## GIVEN PROBLEM
Quote, without change, all of the lines that follow.

## Named-object pointing records
»»
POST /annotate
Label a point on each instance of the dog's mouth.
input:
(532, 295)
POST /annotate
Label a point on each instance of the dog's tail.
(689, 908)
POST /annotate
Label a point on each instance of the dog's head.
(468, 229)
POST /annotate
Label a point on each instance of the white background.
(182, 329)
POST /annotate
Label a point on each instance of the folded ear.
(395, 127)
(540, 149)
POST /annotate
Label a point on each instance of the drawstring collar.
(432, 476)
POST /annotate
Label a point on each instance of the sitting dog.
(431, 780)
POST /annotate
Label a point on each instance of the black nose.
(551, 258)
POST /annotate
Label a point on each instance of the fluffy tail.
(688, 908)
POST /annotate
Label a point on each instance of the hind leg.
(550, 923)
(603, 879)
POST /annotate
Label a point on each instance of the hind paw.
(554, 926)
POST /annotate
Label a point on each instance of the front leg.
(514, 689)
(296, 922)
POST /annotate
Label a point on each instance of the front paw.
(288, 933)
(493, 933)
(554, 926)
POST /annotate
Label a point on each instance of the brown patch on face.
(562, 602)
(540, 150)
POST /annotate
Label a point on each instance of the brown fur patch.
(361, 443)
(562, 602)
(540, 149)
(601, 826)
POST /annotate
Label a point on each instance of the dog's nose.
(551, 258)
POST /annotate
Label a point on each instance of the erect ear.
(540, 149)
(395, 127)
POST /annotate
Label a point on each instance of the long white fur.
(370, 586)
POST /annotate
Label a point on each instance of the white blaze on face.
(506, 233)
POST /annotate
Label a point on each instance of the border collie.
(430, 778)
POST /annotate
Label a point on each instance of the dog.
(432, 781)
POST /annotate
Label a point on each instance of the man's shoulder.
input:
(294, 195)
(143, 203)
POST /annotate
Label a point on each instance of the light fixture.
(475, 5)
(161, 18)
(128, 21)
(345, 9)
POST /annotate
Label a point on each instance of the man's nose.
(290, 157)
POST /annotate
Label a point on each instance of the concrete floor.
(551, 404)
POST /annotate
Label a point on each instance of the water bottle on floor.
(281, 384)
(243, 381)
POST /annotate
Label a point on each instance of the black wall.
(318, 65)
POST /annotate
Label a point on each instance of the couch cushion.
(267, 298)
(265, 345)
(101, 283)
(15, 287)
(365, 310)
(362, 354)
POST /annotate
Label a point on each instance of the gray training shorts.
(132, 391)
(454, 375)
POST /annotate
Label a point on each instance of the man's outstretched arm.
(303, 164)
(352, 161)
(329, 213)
««
## RESULT
POST /annotate
Label a point on each instance of the dog's mouth.
input:
(532, 295)
POST /annotate
Label a point on each instance of the dog's tail.
(689, 908)
POST /annotate
Label a point on each instance of the dog's head.
(468, 229)
POST /annotate
Label a point on each instance of the white background.
(182, 329)
POST /annotate
Label a point on each instance of the folded ear.
(395, 127)
(540, 149)
POST /annotate
Label a point on each instance of the drawstring collar.
(432, 476)
POST /annotate
Label a point on each instance of the sitting dog.
(431, 780)
POST /annotate
Label a point on each instance of the black nose.
(551, 258)
POST /annotate
Label a point on each instance of the fluffy tail.
(688, 908)
POST /annotate
Label a point on each instance of the hind leg.
(550, 923)
(603, 879)
POST /annotate
Label a point on each instance of the hind paw.
(554, 926)
POST /annotate
Label a point on each instance of the front leg.
(514, 689)
(296, 922)
POST /annotate
Label a point on each instance of the front paw.
(288, 933)
(493, 933)
(554, 926)
POST /annotate
Label a point on each instance of the brown patch on face.
(562, 602)
(540, 150)
POST /annotate
Label a point on each instance of the brown fur patch.
(361, 443)
(562, 602)
(540, 149)
(601, 826)
POST /annotate
Label a point on each instance of the dog's nose.
(551, 258)
POST /annotate
Label a point on each instance of the erect ear.
(540, 149)
(395, 127)
POST /annotate
Label a point on each instance of the long white fur.
(370, 586)
POST /annotate
Label a point on each instance of the white blaze on face.
(506, 233)
POST /annotate
Label a point on each instance of the border collie.
(430, 778)
POST /annotate
Label a point on each instance of the dog.
(432, 781)
POST /annotate
Label a point on each instance of the man's shoulder.
input:
(294, 195)
(143, 203)
POST /annotate
Label a point on each instance of the light fixture.
(475, 5)
(161, 18)
(128, 21)
(345, 9)
POST /annotate
Label a point on each instance of the man's nose.
(290, 157)
POST /annotate
Label a point on each instance of the concrete floor.
(551, 404)
POST /annotate
Label a point on each instance of the water bottle on floor.
(281, 384)
(243, 381)
POST /annotate
Label a point on each instance of the black wall.
(318, 65)
POST /annotate
Label a point on each instance of the couch cushion.
(267, 298)
(265, 345)
(101, 283)
(15, 287)
(365, 310)
(362, 354)
POST /annotate
Label a point on each instance of the gray training shorts.
(132, 391)
(454, 375)
POST /annotate
Label a point on each instance of the man's outstretched arm.
(303, 164)
(352, 161)
(329, 213)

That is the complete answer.